- _Objective_
Shift every coordinate in the answers up by 100 and rewrite everything from the start of the data down to the line containing "[[135, 197]]", requests included. Leave the pictures out.

- _Dataset content_
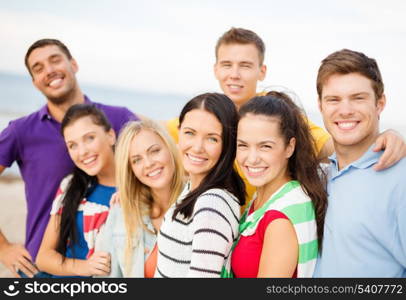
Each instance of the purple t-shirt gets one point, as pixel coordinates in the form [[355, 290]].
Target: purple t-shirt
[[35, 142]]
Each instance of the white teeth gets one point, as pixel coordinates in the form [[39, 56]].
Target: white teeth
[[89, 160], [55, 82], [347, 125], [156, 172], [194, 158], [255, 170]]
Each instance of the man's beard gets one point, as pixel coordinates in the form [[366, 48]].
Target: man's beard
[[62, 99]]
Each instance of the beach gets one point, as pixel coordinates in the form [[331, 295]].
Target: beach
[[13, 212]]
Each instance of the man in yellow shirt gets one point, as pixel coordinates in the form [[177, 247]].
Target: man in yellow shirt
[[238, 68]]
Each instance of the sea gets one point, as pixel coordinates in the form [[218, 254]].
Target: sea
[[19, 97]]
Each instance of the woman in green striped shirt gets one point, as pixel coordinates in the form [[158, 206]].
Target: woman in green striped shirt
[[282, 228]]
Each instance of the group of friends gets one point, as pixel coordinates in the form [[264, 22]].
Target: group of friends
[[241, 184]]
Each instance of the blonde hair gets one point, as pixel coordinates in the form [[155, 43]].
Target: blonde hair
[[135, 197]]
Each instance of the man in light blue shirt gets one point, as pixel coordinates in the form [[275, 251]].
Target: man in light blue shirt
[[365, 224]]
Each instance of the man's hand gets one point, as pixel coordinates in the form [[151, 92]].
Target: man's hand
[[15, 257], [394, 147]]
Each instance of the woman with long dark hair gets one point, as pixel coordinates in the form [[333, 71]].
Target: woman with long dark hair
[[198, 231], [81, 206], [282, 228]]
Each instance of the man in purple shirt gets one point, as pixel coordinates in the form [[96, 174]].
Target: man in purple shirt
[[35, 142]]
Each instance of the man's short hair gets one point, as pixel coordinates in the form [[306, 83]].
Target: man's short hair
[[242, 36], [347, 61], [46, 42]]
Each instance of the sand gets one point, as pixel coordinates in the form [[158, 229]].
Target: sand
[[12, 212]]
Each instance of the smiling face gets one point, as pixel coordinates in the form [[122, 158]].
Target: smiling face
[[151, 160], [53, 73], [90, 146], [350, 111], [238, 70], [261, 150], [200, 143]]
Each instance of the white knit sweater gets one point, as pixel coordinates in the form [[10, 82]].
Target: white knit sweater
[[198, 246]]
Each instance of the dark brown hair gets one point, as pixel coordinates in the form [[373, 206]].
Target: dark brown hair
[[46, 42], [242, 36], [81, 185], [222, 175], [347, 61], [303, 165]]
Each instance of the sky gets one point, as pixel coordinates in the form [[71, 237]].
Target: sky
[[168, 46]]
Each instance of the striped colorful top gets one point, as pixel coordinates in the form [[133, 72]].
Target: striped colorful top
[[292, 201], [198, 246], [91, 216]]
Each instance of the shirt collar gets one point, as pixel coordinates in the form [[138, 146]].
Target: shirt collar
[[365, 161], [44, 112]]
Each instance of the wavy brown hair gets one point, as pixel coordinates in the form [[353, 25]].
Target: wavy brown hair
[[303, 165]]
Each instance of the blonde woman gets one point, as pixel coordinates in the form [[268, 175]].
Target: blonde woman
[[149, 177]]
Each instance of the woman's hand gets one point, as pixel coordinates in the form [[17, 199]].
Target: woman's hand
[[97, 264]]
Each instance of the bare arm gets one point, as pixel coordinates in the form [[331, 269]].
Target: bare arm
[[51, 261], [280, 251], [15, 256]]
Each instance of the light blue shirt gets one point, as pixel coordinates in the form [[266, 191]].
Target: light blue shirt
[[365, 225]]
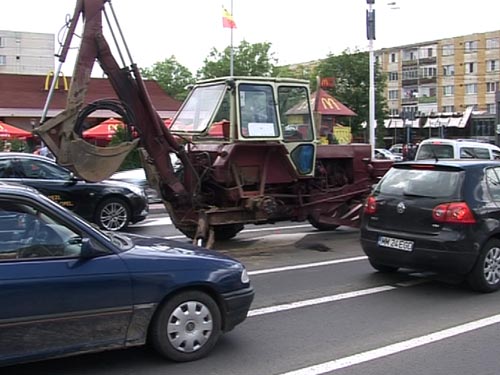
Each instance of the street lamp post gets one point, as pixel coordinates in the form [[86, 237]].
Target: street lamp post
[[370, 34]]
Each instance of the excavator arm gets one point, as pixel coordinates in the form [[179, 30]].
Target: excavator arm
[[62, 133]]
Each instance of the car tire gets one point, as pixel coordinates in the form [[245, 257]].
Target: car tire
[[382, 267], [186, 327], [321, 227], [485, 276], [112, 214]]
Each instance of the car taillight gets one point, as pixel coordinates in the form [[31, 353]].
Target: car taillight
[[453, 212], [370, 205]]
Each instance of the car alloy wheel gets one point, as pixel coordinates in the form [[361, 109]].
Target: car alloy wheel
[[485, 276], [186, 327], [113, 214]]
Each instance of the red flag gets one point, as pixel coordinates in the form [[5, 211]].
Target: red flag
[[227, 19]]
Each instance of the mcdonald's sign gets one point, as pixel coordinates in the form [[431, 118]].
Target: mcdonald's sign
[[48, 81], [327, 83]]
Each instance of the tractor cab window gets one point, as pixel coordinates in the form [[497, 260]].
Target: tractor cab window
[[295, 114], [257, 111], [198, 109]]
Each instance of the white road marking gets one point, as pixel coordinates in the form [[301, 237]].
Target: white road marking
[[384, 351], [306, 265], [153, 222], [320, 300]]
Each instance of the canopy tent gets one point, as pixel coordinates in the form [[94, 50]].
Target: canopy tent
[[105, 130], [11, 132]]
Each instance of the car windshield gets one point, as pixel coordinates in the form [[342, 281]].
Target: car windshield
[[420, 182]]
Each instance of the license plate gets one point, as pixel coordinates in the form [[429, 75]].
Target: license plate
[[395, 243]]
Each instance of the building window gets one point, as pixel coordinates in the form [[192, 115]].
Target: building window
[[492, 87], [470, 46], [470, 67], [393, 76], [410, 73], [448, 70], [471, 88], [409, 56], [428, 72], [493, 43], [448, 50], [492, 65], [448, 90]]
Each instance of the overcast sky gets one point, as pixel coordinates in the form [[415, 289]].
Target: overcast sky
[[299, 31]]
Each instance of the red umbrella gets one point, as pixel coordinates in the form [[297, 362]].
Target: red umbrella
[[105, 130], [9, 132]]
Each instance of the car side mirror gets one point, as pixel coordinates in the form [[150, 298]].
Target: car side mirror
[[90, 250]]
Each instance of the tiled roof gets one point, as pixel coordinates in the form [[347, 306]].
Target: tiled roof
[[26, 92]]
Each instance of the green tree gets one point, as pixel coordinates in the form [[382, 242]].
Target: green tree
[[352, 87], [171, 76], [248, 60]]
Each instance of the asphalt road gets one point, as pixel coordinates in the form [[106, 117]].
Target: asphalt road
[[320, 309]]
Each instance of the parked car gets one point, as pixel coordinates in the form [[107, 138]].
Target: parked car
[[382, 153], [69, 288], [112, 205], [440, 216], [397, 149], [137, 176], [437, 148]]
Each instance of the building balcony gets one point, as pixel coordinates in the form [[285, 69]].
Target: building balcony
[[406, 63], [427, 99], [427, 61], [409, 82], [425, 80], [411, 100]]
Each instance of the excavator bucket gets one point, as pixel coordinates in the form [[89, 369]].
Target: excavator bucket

- _Task result_
Each instance of the purple t-shirt gets one point, as pixel coordinates in the form [[355, 290]].
Target: purple t-shirt
[[135, 242]]
Each instance of the white teeth gets one point, as pixel coordinates in the form [[39, 56]].
Target: white teeth
[[189, 260], [155, 182], [447, 225], [256, 272], [294, 258], [355, 270]]
Each instance of the man's beard gets one point, as pixel coordinates in the form [[366, 48]].
Target: man's beard
[[162, 199]]
Each instance of the beach gets one point, as pixel coordinates in the form [[331, 295]].
Target: beach
[[113, 312]]
Each instance of the man in yellow shirt gets one point, as pixel coordinates in the form [[177, 247]].
Target: man in yellow shirt
[[338, 168]]
Each instance of the sea gets one point, as pixel coordinates in the form [[218, 254]].
Target: sea
[[119, 197]]
Each instance of the woman in green striped shirt gets one point, as pixel coordinates in the form [[158, 206]].
Target: woman in green striped shirt
[[382, 328]]
Each instance of the group of friends gets one point, as pixel coordinates in the form [[264, 22]].
Target: group of friends
[[341, 284]]
Each instance of the blonde hair gets one point, as pixel coordinates in the form [[155, 43]].
Target: blonde hair
[[235, 297]]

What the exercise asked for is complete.